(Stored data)
◇ ◇ ◇ ◇

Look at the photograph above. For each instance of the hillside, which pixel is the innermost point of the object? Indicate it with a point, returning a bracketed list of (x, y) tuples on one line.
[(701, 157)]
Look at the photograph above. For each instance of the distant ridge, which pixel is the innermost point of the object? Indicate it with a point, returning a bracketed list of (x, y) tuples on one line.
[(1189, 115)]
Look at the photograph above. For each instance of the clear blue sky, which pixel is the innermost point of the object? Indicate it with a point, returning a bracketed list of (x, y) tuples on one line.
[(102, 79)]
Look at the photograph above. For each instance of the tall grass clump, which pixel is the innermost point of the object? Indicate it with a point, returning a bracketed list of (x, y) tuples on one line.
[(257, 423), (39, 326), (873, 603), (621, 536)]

◇ ◇ ◇ ◇

- _PROBLEM DETAILS_
With nothing left out, copy the data above exactly.

- _OUTPUT FOR THIS TASK_
Look at the photograph above. For each instance of the hillside, which pixel is the innermost point of the object? Indicate it with a point, returning a bracketed list of (x, y) tuples on one line.
[(701, 157)]
Look at the photograph above. For each instance of the distant ridge, which pixel is the innermost point of the object? Indicate it with a point, returning a bracketed list of (x, y) tuples on one line.
[(1189, 115)]
Look at the photograph above. For each instance of the clear blue sky, which pixel is the innermost point of the object? Indicate it with a point, returning a bracketed list of (x, y) tuples on one line.
[(102, 79)]
Look at the photograph above. For each instance of the tall grass clump, which pixel is the innermost point of the object? Indicate it with a point, returning a bracketed list of (x, y) tuples on one line.
[(257, 423), (39, 326), (873, 603), (621, 536)]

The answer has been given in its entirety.